◆ TEXTO DADO:
────
“La Perestroika regaló la soberanía de la URSS por la promesa de gozar del bienestar de los países occidentales más avanzados. Los cantos de sirena la desintegraron y aparecieron quince nuevas repúblicas y Rusia, la más grande y poderosa, soportó una presión sin límites que la pretendía destruir. Y nos guste o no, Putin y quienes le respaldaban entonces, y los que lo hacen ahora, lo evitaron recuperando sus viejos valores artísticos, culturales, filosóficos, morales, nacionales y religiosos.”
Vivimos en una época donde la historia está siendo despojada una y otra vez de sus contenidos. Los seres humanos somos buenos en eso y lo realizamos sin complejo alguno. Lo vimos en Kosovo, lo estamos viendo en Cataluña y es interesante manifestar cómo también está ocurriendo con Rusia. EE UU y la UE iniciaron ya desde la derrota de Hitler y de la Alemania nazi una detestable y peligrosa carrera hacia la demonización del país eslavo (entonces URSS) que puede desembocar en una catástrofe sin precedentes si tenemos en cuenta su potencial militar. Lo que está ocurriendo con Rusia es un nuevo botón de muestra del pillaje que padece la historia y que en este caso nos remite a las trucadas reglas del juego en el que participan las grandes potencias. Los poderes fácticos occidentales, al igual que otros, se esfuerzan con tenacidad en adulteraciones y falsificaciones con las que encaminar la memoria hacia los intereses políticos de cada época. Para ello, y en esta cuestión, se obvia el protagonismo soviético en la victoria sobre los nazis en la Segunda Guerra Mundial, cuando Hitler perdió lo mejor de su ejército en Moscú y Stalingrado; se intenta negar que esta fue provocada por la primera conflagración mundial y no se cuestiona el porqué de la tardía intervención norteamericana cuando la mayor parte de Europa estaba ya liberada.
────
◆ QUÉ HACER:
Indica si cada afirmación concuerda con el texto dado. Responde sí o no y cita literalmente las palabras del texto que lo deciden.
1. Hitler perdió lo mejor de su ejército en Moscú y Stalingrado.
2. De la desintegración de la URSS surgieron diez nuevas repúblicas.
3. La demonización del país eslavo por parte de EE UU y la UE comenzó tras la caída de la URSS.

◆ MATERIAL PROPORCIONADO:
────
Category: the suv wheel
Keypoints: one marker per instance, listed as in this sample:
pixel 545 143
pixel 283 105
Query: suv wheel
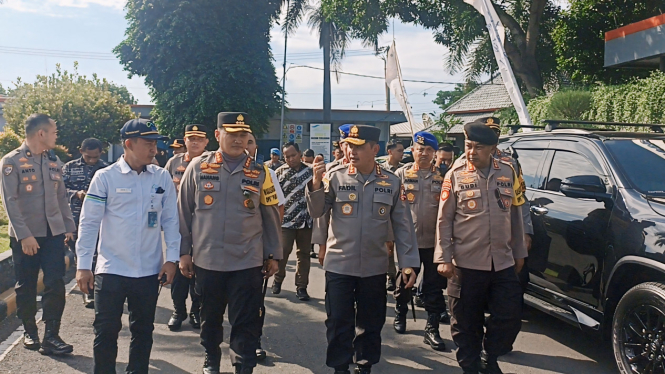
pixel 638 330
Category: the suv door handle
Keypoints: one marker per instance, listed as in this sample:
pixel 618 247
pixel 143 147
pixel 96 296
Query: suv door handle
pixel 539 210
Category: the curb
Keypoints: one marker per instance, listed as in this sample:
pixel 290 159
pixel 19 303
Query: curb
pixel 8 298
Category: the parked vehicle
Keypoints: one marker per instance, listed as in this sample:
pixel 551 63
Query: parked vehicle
pixel 598 255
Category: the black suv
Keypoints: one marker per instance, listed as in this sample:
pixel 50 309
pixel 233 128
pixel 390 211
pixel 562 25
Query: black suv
pixel 598 255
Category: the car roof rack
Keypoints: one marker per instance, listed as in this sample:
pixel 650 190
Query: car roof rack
pixel 553 124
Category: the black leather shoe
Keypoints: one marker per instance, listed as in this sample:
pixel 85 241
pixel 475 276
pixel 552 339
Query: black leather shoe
pixel 444 317
pixel 390 285
pixel 276 287
pixel 211 365
pixel 31 336
pixel 400 319
pixel 88 301
pixel 490 366
pixel 243 370
pixel 195 320
pixel 52 344
pixel 432 336
pixel 260 352
pixel 175 322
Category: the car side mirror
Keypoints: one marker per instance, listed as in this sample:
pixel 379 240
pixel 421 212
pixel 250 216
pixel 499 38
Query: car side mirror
pixel 584 186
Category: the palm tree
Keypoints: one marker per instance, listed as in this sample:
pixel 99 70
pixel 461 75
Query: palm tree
pixel 332 39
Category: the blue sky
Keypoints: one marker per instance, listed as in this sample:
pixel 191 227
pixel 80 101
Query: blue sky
pixel 92 28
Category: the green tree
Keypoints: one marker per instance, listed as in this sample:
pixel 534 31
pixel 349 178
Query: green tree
pixel 459 27
pixel 332 40
pixel 444 99
pixel 82 107
pixel 579 37
pixel 203 57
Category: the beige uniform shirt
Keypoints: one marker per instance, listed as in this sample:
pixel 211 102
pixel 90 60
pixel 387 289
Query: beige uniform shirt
pixel 228 219
pixel 176 166
pixel 362 213
pixel 480 222
pixel 34 195
pixel 423 190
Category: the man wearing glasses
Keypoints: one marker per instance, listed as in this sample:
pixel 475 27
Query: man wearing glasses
pixel 480 247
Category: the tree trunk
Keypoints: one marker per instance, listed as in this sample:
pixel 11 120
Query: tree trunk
pixel 326 73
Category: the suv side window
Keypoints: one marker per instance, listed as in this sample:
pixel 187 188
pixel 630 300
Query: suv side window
pixel 529 160
pixel 567 164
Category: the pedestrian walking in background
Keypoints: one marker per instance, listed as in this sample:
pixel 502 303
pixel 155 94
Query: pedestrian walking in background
pixel 196 142
pixel 77 175
pixel 40 222
pixel 296 224
pixel 480 248
pixel 128 204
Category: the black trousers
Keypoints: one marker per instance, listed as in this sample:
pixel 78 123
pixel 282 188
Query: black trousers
pixel 241 291
pixel 470 292
pixel 431 289
pixel 141 294
pixel 50 258
pixel 180 287
pixel 356 313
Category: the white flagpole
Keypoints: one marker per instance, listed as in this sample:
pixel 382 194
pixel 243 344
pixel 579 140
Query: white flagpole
pixel 396 84
pixel 495 28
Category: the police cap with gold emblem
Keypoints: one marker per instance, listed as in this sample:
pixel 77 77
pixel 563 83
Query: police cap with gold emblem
pixel 425 138
pixel 195 130
pixel 481 133
pixel 360 134
pixel 233 122
pixel 141 128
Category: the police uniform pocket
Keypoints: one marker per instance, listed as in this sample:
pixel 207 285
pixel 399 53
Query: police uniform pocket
pixel 381 205
pixel 470 201
pixel 346 204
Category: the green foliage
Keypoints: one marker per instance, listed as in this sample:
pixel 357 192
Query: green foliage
pixel 444 99
pixel 579 36
pixel 203 57
pixel 81 107
pixel 640 101
pixel 9 141
pixel 570 104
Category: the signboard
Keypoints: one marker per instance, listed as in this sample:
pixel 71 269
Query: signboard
pixel 319 139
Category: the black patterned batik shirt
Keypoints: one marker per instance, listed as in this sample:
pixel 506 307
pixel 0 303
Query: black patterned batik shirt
pixel 293 183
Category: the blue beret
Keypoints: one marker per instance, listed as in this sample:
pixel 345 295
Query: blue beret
pixel 344 131
pixel 426 138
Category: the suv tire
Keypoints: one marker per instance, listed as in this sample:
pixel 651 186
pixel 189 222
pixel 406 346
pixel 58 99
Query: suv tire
pixel 638 330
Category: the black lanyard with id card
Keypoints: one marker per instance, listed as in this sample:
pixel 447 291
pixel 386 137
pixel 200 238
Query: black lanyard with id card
pixel 152 213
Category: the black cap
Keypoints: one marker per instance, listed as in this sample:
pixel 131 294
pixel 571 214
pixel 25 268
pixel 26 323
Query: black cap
pixel 492 122
pixel 195 130
pixel 233 121
pixel 141 128
pixel 481 133
pixel 360 134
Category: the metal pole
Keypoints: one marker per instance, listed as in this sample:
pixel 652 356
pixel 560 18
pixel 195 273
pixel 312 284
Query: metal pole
pixel 281 122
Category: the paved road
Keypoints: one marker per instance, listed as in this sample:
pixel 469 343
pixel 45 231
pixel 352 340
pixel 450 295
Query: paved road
pixel 294 337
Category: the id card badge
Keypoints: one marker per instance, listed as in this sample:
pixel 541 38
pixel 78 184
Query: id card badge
pixel 152 219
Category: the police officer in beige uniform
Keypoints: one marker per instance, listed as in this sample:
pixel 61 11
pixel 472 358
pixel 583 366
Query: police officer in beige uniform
pixel 195 142
pixel 480 247
pixel 422 184
pixel 229 223
pixel 365 203
pixel 40 220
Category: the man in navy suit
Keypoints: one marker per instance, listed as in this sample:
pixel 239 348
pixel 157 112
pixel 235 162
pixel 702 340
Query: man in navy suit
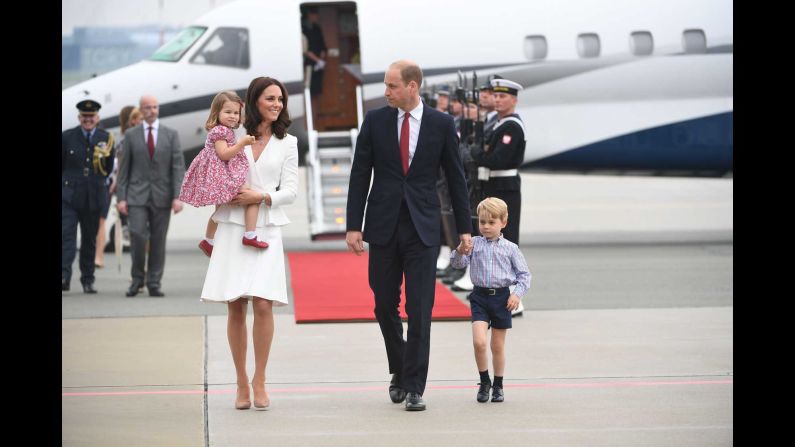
pixel 402 147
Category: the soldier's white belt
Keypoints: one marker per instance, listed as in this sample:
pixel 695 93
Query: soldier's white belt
pixel 486 173
pixel 504 173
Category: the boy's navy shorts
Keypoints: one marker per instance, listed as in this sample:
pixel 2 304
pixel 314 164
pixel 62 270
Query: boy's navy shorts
pixel 489 305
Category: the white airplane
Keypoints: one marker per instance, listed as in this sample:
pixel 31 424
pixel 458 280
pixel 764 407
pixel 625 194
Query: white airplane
pixel 619 85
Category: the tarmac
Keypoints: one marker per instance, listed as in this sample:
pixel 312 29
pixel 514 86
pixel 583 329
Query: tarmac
pixel 626 340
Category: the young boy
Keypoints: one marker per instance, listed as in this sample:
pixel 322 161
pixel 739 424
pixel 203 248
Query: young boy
pixel 495 263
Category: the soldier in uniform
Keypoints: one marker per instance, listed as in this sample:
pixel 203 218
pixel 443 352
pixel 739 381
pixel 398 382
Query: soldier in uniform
pixel 502 155
pixel 87 155
pixel 486 101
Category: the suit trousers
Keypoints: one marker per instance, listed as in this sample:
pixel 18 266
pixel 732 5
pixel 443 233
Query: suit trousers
pixel 405 254
pixel 148 223
pixel 89 225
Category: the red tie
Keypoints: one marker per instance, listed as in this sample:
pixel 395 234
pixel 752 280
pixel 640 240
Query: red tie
pixel 404 143
pixel 150 143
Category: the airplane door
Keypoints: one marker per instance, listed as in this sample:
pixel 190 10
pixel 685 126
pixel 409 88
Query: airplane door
pixel 334 108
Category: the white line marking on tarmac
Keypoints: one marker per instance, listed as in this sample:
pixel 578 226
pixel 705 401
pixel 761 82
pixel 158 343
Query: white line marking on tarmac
pixel 624 384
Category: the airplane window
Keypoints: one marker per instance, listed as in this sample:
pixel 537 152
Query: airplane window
pixel 227 47
pixel 173 50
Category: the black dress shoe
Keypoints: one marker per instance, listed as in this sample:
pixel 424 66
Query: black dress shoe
pixel 396 393
pixel 483 392
pixel 133 290
pixel 414 402
pixel 496 395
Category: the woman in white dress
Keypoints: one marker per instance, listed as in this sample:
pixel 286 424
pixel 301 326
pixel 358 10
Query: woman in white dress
pixel 238 273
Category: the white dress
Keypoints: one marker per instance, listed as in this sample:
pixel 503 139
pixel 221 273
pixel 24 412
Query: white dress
pixel 239 271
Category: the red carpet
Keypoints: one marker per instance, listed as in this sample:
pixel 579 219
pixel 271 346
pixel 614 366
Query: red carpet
pixel 332 286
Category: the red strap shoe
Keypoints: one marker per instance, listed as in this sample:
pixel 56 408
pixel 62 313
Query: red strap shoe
pixel 206 247
pixel 256 243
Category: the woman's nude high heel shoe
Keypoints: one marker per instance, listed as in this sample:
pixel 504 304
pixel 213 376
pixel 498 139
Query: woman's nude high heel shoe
pixel 243 399
pixel 261 400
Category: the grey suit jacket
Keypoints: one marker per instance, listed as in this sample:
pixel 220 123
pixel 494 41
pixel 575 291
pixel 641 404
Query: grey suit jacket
pixel 159 177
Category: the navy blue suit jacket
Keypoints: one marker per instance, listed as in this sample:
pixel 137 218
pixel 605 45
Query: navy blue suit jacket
pixel 378 152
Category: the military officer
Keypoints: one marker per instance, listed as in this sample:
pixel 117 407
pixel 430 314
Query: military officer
pixel 486 102
pixel 87 155
pixel 502 155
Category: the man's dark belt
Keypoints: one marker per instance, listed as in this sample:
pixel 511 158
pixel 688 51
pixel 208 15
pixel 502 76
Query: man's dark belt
pixel 487 291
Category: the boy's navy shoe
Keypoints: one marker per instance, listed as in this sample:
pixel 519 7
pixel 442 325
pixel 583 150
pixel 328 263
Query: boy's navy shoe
pixel 496 395
pixel 414 402
pixel 483 392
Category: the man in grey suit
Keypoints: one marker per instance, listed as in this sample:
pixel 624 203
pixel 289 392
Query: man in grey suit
pixel 150 177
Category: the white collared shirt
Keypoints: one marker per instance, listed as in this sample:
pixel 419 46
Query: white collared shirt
pixel 414 127
pixel 155 126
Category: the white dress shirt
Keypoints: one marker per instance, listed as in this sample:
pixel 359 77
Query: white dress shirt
pixel 155 126
pixel 414 127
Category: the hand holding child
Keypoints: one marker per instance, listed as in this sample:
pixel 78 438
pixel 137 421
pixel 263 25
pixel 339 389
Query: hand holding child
pixel 513 302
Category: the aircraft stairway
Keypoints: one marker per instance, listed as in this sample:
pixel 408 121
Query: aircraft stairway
pixel 328 171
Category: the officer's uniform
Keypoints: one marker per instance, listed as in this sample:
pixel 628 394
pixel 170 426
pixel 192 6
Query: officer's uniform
pixel 503 155
pixel 85 164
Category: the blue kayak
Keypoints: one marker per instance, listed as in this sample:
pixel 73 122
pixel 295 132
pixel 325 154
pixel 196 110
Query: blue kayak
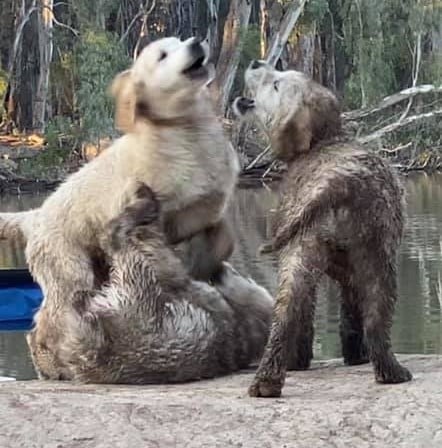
pixel 20 298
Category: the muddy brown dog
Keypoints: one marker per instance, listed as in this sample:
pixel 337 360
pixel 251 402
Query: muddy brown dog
pixel 153 323
pixel 340 214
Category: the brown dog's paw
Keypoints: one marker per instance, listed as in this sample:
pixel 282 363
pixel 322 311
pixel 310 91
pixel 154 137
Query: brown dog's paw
pixel 142 211
pixel 266 248
pixel 393 375
pixel 265 388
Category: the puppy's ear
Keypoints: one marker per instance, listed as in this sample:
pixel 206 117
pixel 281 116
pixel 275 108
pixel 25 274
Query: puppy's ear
pixel 122 89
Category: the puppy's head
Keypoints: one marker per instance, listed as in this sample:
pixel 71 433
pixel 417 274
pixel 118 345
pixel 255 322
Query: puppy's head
pixel 295 111
pixel 163 83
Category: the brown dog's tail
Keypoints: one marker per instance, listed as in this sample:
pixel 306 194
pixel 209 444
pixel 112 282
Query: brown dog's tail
pixel 16 226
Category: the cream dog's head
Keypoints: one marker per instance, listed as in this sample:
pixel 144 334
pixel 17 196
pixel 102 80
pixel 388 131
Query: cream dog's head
pixel 163 84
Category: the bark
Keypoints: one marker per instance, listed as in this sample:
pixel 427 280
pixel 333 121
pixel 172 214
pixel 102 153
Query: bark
pixel 212 29
pixel 146 10
pixel 303 53
pixel 264 27
pixel 23 16
pixel 280 38
pixel 236 23
pixel 45 40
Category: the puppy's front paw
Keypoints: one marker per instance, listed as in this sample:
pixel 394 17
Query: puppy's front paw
pixel 241 105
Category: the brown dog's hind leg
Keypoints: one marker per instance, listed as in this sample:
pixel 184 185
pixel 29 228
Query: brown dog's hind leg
pixel 302 267
pixel 378 290
pixel 351 328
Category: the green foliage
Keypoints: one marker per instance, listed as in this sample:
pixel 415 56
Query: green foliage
pixel 99 56
pixel 379 40
pixel 315 11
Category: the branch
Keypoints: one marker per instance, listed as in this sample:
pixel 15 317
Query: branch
pixel 58 23
pixel 257 158
pixel 280 38
pixel 392 100
pixel 399 124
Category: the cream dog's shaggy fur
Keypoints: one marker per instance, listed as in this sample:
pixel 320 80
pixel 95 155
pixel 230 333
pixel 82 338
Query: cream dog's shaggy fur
pixel 152 323
pixel 172 142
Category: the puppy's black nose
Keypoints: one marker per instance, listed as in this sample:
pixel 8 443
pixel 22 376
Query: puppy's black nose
pixel 255 64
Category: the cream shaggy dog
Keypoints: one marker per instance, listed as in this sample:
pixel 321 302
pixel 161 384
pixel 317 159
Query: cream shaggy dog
pixel 172 142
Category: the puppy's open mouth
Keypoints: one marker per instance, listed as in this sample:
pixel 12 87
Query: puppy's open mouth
pixel 197 69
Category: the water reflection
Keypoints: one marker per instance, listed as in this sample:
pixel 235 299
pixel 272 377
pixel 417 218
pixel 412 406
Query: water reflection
pixel 417 324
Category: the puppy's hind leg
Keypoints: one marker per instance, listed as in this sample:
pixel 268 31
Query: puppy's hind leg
pixel 208 249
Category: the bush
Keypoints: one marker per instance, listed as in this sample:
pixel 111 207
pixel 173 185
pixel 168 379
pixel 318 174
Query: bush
pixel 99 57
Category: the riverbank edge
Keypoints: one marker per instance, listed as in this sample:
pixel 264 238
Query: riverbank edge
pixel 329 405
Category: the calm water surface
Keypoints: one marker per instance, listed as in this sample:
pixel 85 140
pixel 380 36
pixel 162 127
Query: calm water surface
pixel 417 325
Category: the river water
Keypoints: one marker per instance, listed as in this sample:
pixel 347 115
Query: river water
pixel 418 319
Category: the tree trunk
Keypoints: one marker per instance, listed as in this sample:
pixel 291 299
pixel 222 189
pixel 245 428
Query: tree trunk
pixel 281 37
pixel 264 27
pixel 45 29
pixel 23 16
pixel 236 23
pixel 212 29
pixel 304 52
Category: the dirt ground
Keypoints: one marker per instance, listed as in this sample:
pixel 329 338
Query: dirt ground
pixel 328 406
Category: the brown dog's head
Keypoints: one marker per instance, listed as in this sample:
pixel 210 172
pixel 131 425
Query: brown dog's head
pixel 163 84
pixel 296 112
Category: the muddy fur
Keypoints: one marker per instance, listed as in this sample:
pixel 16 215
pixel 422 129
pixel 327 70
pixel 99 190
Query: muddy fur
pixel 340 214
pixel 152 323
pixel 173 142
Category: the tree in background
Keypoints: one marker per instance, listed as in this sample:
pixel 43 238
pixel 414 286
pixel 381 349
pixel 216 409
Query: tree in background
pixel 57 58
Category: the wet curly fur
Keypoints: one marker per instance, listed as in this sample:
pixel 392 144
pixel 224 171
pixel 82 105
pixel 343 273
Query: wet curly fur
pixel 340 215
pixel 152 323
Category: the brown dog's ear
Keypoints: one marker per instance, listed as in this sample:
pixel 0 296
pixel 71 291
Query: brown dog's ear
pixel 122 89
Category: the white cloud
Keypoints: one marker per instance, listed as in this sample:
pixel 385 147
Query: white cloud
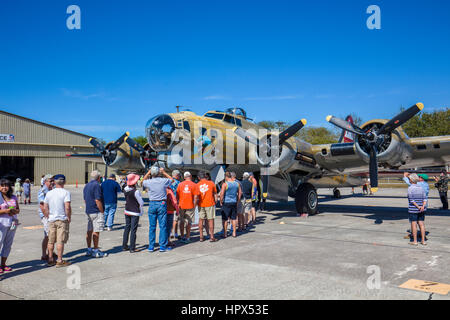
pixel 79 95
pixel 215 97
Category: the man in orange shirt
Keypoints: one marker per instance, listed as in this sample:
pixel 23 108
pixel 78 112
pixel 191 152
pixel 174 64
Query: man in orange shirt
pixel 207 205
pixel 187 196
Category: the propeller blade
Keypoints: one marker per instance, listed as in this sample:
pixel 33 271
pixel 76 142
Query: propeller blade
pixel 345 125
pixel 84 155
pixel 373 167
pixel 136 146
pixel 97 145
pixel 401 118
pixel 116 144
pixel 246 136
pixel 289 132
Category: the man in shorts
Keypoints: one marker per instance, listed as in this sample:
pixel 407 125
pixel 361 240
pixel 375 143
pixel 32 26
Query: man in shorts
pixel 230 195
pixel 93 198
pixel 187 196
pixel 58 211
pixel 46 187
pixel 207 205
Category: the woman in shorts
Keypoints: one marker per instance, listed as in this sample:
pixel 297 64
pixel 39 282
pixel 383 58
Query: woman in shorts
pixel 18 189
pixel 27 191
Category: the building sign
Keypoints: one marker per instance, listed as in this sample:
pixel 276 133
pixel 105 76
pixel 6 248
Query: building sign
pixel 6 137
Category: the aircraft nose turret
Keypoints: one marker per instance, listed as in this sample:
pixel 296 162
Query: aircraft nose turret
pixel 159 130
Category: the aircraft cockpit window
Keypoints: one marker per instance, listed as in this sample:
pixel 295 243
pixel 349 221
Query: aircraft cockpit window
pixel 187 126
pixel 229 119
pixel 218 116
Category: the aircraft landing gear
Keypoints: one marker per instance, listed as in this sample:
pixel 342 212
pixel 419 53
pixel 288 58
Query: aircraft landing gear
pixel 336 193
pixel 306 199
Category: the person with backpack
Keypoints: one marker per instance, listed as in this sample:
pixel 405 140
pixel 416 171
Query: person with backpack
pixel 9 209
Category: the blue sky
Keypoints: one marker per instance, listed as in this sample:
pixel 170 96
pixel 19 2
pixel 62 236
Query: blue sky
pixel 280 60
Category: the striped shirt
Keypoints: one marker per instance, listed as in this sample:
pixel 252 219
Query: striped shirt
pixel 415 194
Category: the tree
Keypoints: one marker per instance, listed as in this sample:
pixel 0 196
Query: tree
pixel 428 124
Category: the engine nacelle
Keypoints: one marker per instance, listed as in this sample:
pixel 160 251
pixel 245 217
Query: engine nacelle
pixel 280 158
pixel 393 152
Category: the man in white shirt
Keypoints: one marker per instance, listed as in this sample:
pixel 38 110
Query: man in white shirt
pixel 58 211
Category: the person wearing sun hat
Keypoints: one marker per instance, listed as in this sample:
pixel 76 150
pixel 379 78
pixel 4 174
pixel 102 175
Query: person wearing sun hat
pixel 134 208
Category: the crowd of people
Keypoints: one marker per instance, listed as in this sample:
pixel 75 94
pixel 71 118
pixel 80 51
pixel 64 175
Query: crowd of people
pixel 173 205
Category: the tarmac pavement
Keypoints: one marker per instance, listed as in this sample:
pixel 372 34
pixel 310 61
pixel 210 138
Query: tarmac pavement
pixel 283 256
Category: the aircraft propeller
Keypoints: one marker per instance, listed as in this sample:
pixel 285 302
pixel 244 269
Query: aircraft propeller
pixel 145 153
pixel 107 152
pixel 267 147
pixel 375 138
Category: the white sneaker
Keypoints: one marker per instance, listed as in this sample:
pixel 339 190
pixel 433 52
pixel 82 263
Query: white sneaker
pixel 98 254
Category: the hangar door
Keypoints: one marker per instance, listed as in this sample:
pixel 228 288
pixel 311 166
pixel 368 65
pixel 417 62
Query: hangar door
pixel 17 167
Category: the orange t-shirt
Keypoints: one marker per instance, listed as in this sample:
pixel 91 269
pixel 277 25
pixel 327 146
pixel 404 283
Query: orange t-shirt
pixel 206 190
pixel 185 193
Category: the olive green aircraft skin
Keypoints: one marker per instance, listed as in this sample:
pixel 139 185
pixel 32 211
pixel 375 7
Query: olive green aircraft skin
pixel 302 161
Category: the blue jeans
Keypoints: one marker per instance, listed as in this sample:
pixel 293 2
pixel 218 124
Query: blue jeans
pixel 110 211
pixel 169 224
pixel 157 212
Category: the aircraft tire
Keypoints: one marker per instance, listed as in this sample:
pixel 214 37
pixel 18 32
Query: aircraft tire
pixel 306 200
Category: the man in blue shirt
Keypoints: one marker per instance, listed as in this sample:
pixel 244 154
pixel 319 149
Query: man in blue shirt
pixel 110 189
pixel 176 175
pixel 93 199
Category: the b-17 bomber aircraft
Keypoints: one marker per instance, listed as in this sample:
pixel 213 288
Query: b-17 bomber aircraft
pixel 284 164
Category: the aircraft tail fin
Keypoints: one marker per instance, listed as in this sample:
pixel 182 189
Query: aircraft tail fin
pixel 347 137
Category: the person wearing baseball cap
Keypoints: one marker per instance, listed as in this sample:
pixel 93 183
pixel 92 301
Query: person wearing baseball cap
pixel 442 186
pixel 58 211
pixel 134 208
pixel 110 189
pixel 157 209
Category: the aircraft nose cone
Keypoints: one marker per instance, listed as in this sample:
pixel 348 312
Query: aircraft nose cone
pixel 159 131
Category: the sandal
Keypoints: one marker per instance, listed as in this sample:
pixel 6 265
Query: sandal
pixel 63 264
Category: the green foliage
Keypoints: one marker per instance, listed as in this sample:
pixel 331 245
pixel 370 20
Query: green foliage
pixel 141 140
pixel 428 124
pixel 318 135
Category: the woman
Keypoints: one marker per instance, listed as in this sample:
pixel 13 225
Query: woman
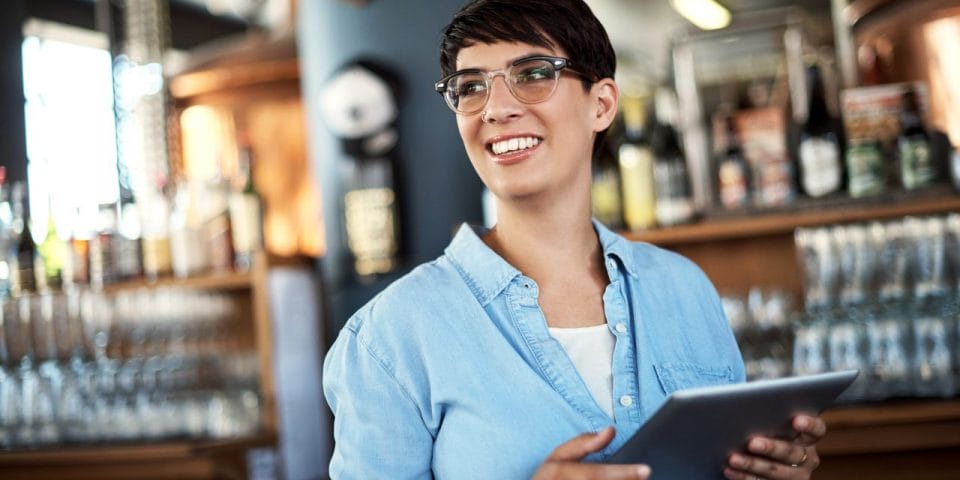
pixel 542 344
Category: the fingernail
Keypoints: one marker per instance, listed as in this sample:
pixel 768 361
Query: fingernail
pixel 758 445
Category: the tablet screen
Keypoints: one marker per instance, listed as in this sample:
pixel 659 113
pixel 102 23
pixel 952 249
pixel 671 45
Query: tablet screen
pixel 695 430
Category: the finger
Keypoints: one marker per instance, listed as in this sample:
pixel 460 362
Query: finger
pixel 567 470
pixel 811 429
pixel 761 467
pixel 582 445
pixel 790 453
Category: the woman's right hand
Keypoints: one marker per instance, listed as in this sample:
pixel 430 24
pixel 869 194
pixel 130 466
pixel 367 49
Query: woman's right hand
pixel 564 462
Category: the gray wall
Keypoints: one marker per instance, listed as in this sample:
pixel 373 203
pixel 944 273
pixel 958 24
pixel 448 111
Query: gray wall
pixel 438 188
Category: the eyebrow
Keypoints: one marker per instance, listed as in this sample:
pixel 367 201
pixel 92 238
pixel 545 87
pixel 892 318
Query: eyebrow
pixel 509 62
────
◆ RESPUESTA COMPLETA:
1. Sí: «Hitler perdió lo mejor de su ejército en Moscú y Stalingrado».
2. No: «aparecieron quince nuevas repúblicas».
3. No: «iniciaron ya desde la derrota de Hitler y de la Alemania nazi una detestable y peligrosa carrera hacia la demonización del país eslavo».